Exercise requirements | Rewrite all of the entries below line by line, requests included. Multiply every point coordinate in the answers by 2.15 and round each result to a whole number, with halves rounded up.
Start of Dataset content
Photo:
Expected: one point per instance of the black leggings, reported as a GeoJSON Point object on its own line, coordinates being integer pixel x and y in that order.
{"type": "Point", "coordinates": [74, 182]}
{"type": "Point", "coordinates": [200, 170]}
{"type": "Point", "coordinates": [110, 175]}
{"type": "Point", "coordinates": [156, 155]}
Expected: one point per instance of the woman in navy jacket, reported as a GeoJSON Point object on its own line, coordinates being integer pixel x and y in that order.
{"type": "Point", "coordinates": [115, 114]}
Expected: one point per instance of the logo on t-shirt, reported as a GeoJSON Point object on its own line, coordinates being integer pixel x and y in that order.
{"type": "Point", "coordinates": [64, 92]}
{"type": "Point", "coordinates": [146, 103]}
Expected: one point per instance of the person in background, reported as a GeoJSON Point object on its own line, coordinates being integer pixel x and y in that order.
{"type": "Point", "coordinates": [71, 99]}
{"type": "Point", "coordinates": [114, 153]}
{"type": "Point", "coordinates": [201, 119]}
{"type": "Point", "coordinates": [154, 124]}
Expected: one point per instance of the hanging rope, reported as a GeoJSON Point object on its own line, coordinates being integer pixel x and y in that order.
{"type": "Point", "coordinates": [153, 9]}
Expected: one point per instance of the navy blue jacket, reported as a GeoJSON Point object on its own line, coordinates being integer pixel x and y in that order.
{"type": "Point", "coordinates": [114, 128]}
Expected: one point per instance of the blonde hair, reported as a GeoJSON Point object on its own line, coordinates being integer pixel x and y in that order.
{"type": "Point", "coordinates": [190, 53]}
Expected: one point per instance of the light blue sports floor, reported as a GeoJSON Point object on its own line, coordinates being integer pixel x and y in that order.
End of Dataset content
Response below |
Photo:
Expected: one point per instance of the black leggings, reported as a GeoJSON Point object on its own line, coordinates being integer pixel x and y in that order.
{"type": "Point", "coordinates": [159, 391]}
{"type": "Point", "coordinates": [430, 366]}
{"type": "Point", "coordinates": [237, 376]}
{"type": "Point", "coordinates": [335, 333]}
Expected: one point per instance of the woman in navy jacket, reported as a GeoJSON Point object on its own line, coordinates being integer pixel x and y in that order.
{"type": "Point", "coordinates": [247, 245]}
Expected: one point per instance of the logo on t-shirt, reported as a GeoJSON Point object on its own line, coordinates being integer pixel x and y in that order.
{"type": "Point", "coordinates": [138, 198]}
{"type": "Point", "coordinates": [314, 221]}
Expected: one point per instance of the person in background, reported as a GeoJSON Point object on its own line, coordinates being integer pixel x and y in that order.
{"type": "Point", "coordinates": [153, 213]}
{"type": "Point", "coordinates": [245, 329]}
{"type": "Point", "coordinates": [432, 256]}
{"type": "Point", "coordinates": [331, 267]}
Expected: one point per instance of the hanging rope, reported as a GeoJSON Point object on its own line, coordinates being integer pixel x and y in that order.
{"type": "Point", "coordinates": [329, 19]}
Expected: one point per instance of the navy blue jacket, reported as a GeoJSON Point object on its own line, coordinates being integer pixel x and y in that order.
{"type": "Point", "coordinates": [245, 275]}
Expected: one point per instance of the blonde hair, reported as a GeoJSON Point object on its own line, coordinates being integer pixel x and y in that order.
{"type": "Point", "coordinates": [409, 114]}
Expected: one point per instance of the light blue sports floor, reported as a GeoJSON Point object on its own line, coordinates being integer pixel x and y in that order.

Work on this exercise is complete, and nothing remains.